Stored data entries:
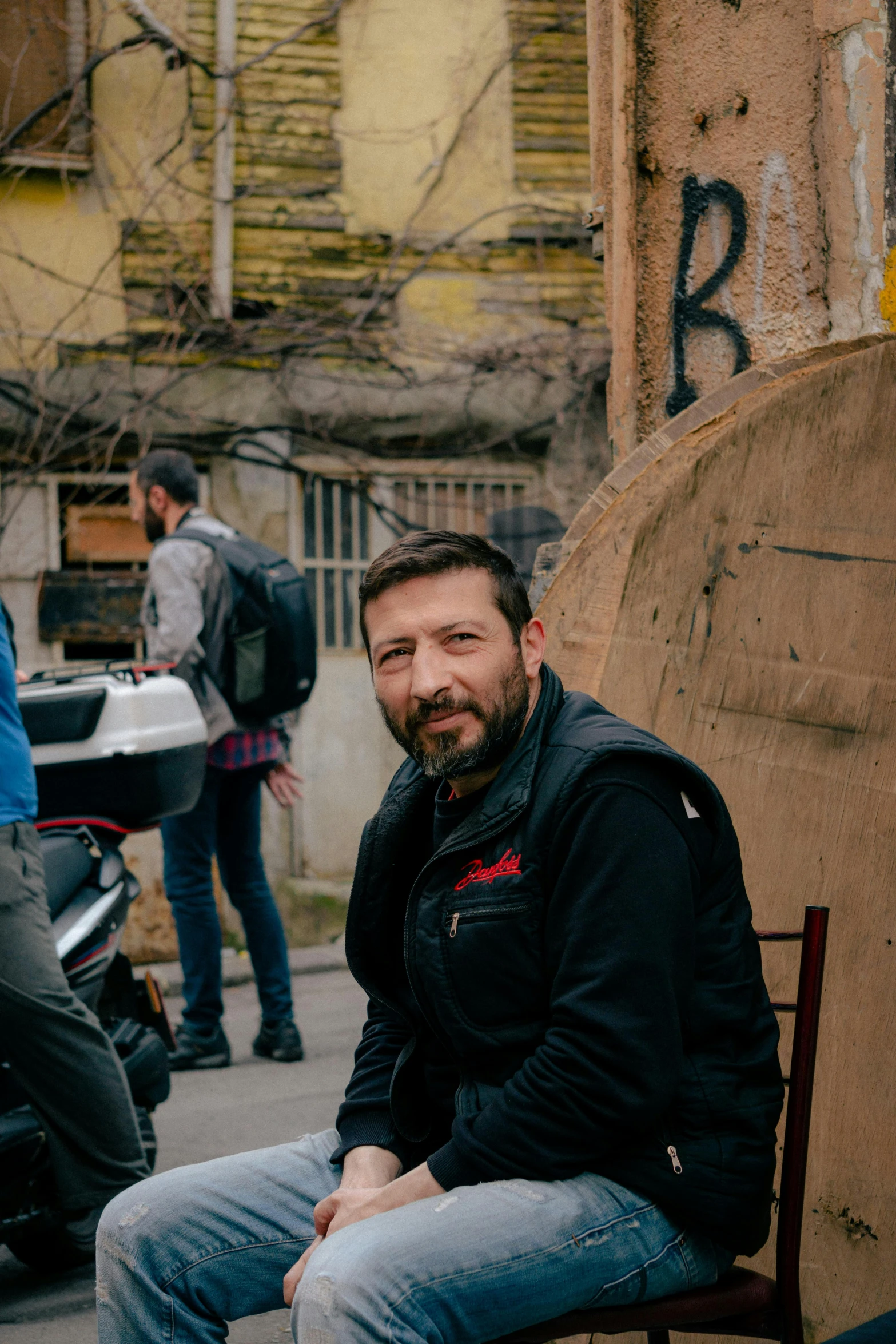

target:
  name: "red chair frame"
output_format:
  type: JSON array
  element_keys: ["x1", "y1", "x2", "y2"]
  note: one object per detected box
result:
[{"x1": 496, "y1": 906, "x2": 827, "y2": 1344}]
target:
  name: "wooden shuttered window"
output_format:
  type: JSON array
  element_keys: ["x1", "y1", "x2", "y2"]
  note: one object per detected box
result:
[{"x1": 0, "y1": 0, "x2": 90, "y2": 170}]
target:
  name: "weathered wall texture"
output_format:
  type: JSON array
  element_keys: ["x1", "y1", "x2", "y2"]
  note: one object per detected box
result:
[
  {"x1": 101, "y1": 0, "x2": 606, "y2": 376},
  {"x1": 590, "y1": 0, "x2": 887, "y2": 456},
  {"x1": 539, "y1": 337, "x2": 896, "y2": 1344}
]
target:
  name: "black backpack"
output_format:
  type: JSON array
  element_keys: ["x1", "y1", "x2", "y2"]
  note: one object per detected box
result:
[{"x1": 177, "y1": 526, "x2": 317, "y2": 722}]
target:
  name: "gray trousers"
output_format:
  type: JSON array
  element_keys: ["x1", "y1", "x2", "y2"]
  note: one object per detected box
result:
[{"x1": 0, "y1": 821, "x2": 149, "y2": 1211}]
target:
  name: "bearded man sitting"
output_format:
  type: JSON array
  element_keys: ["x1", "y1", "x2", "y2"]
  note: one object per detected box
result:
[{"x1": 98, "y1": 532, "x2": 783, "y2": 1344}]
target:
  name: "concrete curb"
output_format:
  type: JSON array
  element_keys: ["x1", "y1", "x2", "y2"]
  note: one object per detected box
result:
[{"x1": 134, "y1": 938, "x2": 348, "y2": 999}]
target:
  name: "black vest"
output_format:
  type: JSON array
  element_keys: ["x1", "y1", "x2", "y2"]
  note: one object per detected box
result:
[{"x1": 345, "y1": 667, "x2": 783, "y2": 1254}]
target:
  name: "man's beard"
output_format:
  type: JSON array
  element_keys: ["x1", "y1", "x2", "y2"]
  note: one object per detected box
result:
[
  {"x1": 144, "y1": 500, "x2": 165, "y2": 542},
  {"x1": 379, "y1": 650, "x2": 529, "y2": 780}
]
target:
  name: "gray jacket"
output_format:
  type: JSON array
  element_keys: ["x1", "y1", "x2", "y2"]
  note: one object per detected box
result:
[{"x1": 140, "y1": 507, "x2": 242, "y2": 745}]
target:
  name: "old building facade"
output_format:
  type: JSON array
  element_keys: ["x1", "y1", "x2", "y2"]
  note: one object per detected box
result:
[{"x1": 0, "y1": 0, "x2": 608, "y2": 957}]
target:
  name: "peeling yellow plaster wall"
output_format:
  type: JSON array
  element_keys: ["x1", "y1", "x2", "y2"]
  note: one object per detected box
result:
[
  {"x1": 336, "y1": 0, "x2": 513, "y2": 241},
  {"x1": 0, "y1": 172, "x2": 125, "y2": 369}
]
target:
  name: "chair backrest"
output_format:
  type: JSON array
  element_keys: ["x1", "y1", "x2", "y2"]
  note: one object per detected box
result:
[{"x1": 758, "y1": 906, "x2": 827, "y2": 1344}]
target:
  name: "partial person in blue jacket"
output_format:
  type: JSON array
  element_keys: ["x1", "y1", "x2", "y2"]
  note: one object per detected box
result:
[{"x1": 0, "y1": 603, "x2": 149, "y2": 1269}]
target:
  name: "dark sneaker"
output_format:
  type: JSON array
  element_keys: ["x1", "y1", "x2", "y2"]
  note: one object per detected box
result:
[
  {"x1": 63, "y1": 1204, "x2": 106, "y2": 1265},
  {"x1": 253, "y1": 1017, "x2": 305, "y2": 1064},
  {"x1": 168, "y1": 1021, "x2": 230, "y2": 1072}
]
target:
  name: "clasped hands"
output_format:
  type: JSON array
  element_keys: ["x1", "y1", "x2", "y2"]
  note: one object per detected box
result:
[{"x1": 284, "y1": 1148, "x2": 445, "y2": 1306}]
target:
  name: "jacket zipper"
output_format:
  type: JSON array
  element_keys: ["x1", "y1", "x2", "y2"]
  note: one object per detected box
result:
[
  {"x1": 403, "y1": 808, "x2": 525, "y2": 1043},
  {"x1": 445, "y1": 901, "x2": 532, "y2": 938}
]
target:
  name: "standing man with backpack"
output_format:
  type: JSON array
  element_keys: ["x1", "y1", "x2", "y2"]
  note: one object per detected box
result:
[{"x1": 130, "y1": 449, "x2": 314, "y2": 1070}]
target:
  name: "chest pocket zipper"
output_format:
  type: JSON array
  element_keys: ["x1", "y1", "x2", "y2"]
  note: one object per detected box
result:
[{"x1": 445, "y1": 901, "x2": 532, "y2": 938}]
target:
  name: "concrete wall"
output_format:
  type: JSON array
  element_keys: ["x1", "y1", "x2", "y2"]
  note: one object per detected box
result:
---
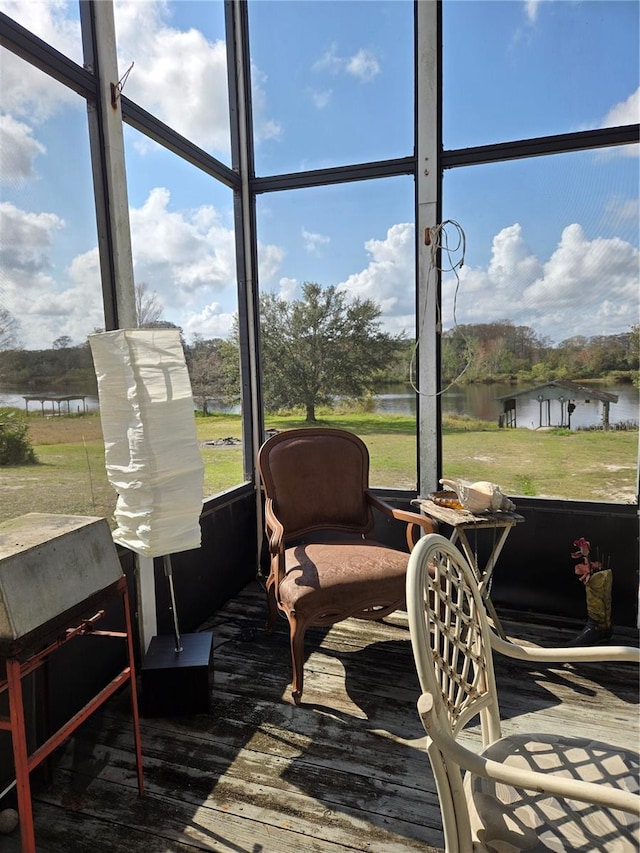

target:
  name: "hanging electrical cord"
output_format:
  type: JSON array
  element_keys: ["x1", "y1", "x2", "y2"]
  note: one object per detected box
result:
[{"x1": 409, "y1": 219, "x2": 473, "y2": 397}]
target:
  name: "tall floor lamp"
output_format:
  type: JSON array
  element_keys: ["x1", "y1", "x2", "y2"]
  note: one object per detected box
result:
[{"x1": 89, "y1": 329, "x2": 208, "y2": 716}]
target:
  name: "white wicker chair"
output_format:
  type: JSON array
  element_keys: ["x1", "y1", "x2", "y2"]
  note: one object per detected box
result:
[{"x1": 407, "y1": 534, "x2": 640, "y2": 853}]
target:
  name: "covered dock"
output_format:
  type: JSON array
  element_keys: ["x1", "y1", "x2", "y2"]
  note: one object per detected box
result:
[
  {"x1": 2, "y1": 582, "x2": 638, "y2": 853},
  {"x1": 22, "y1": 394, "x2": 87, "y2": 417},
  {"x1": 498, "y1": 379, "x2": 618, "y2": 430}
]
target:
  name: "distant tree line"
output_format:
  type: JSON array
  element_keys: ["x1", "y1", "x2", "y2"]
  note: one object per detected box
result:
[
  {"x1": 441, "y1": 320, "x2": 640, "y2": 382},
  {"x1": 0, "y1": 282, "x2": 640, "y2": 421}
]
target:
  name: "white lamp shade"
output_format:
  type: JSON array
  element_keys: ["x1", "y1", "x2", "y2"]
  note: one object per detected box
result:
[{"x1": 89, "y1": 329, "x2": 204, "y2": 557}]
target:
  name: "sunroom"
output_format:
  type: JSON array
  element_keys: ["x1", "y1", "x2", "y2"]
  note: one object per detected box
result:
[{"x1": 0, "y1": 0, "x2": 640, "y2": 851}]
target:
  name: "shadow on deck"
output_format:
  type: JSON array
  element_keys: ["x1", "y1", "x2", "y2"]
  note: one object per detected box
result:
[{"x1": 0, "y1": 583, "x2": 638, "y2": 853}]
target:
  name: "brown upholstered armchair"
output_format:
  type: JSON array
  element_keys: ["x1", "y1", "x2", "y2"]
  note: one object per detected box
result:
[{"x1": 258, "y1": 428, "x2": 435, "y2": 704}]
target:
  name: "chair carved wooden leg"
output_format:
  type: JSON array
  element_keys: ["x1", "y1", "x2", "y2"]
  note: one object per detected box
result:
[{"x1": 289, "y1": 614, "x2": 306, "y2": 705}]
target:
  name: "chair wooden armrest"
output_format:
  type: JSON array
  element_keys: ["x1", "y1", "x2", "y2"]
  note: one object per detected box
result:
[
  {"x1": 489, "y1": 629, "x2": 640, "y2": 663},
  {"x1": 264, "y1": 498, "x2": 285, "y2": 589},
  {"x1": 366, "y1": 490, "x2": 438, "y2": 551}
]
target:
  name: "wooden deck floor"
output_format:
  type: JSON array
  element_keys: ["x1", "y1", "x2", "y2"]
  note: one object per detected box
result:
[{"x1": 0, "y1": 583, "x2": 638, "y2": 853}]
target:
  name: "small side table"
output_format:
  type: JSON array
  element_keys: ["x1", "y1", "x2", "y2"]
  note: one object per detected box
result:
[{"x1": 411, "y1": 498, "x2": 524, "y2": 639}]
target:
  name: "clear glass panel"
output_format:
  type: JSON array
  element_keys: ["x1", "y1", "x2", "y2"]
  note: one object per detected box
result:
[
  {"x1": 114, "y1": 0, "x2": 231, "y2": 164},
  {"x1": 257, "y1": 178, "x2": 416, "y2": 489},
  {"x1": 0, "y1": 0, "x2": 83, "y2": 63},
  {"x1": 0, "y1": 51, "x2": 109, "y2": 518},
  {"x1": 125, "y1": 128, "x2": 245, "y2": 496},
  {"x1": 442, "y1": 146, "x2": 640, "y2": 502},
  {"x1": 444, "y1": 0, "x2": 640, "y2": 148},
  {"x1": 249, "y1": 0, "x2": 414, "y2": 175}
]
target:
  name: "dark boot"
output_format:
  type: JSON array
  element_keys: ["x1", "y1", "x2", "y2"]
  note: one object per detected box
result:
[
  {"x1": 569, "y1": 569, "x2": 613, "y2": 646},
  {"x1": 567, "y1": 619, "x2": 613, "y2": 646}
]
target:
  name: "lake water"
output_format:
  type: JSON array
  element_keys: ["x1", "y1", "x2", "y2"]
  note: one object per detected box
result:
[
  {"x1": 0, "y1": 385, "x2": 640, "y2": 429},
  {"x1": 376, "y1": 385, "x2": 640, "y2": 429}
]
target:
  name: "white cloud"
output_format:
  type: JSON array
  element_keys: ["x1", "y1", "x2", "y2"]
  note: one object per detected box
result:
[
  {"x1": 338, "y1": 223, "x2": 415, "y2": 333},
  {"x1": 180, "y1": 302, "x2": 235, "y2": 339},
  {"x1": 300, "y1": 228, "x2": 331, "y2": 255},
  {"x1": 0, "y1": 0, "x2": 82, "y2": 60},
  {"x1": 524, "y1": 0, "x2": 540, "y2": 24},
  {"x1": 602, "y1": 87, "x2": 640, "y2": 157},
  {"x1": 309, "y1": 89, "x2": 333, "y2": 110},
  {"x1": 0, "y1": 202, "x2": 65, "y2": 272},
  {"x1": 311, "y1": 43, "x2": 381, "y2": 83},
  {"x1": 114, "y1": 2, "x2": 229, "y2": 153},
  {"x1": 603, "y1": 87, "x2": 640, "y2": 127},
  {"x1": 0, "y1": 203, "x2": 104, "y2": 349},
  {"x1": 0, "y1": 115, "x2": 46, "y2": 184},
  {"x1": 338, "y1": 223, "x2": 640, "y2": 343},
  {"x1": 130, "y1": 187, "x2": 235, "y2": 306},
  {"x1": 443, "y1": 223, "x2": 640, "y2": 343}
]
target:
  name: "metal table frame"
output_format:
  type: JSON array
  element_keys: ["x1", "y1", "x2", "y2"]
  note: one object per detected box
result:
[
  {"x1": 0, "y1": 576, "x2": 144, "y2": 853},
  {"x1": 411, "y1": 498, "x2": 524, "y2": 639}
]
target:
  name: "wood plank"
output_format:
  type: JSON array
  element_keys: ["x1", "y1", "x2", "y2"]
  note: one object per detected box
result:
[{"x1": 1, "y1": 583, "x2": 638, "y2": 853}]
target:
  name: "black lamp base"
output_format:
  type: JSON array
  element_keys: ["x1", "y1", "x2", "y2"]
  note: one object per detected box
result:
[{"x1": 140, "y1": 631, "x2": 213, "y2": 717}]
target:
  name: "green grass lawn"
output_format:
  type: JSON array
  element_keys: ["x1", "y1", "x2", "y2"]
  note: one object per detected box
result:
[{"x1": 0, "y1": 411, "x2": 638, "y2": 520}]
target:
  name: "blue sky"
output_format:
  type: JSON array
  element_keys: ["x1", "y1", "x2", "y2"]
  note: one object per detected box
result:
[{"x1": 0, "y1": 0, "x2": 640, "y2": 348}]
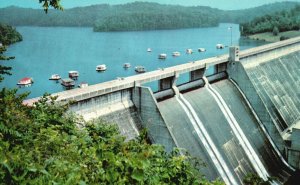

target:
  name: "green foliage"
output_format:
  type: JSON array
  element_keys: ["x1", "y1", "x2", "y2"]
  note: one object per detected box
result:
==
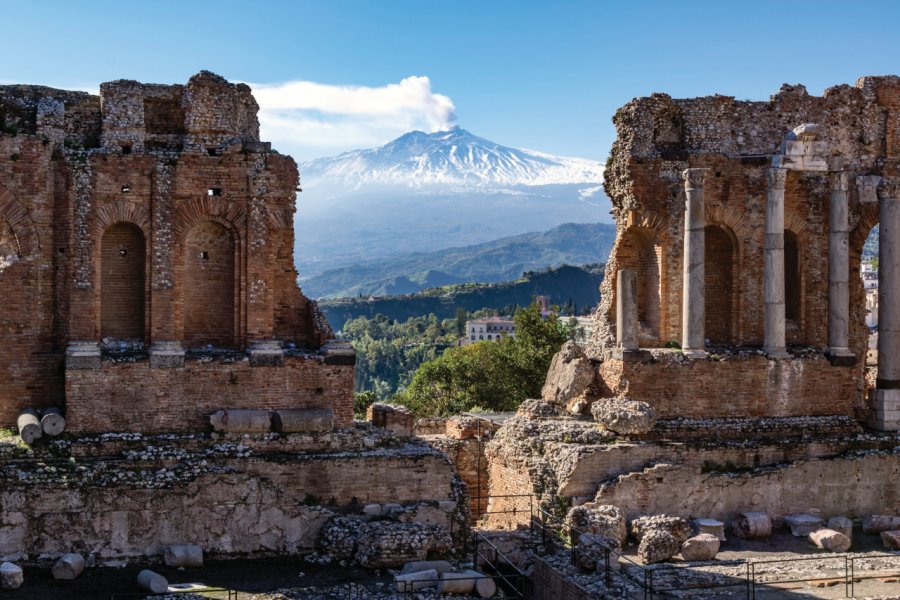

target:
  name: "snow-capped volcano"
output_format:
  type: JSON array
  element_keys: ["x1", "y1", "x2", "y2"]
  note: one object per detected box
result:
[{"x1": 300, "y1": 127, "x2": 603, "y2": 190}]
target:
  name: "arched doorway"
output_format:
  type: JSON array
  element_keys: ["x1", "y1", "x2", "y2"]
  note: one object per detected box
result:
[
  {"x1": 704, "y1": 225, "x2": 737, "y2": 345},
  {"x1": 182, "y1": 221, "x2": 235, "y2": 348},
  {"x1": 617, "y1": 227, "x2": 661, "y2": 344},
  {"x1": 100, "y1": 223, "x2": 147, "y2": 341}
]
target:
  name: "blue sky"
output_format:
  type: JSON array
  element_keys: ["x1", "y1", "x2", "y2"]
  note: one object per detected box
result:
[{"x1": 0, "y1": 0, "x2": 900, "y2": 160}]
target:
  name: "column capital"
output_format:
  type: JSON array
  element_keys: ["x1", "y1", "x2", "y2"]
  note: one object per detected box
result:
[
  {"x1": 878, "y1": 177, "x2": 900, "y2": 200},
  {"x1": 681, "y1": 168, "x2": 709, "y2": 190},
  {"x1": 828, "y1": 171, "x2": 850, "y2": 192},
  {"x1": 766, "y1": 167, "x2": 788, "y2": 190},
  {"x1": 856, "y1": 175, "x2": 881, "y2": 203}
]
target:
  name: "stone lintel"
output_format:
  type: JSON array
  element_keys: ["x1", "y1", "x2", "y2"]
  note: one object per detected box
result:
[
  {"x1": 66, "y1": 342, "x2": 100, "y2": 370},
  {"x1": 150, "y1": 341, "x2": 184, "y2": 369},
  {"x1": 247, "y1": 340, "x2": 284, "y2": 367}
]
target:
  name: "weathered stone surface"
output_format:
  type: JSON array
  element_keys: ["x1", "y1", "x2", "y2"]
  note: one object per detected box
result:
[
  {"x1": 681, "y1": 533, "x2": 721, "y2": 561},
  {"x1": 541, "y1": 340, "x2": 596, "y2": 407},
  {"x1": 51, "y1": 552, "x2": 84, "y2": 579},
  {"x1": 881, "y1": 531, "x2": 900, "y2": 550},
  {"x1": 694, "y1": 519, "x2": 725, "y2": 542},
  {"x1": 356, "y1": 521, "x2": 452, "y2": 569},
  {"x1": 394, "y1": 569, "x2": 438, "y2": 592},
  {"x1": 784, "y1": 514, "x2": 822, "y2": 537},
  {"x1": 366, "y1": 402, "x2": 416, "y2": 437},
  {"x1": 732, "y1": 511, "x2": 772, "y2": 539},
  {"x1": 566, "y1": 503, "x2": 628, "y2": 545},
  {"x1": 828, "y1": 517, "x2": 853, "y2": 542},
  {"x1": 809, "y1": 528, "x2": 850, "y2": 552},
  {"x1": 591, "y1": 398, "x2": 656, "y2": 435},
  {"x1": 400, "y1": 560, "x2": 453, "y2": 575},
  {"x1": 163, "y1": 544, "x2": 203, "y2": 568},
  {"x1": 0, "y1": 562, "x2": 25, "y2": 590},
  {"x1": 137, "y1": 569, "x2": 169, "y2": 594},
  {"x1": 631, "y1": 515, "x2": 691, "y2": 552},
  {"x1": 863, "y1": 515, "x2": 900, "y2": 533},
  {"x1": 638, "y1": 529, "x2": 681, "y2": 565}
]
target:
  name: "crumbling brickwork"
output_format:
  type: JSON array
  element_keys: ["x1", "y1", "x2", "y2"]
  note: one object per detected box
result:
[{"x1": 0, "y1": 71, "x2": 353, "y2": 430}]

• Stated exercise
Pull out every line in the rows above that contains the word "floor", and copy each one as it appears.

• Output for this exercise
  name: "tall floor lamp"
  name: "wooden deck floor"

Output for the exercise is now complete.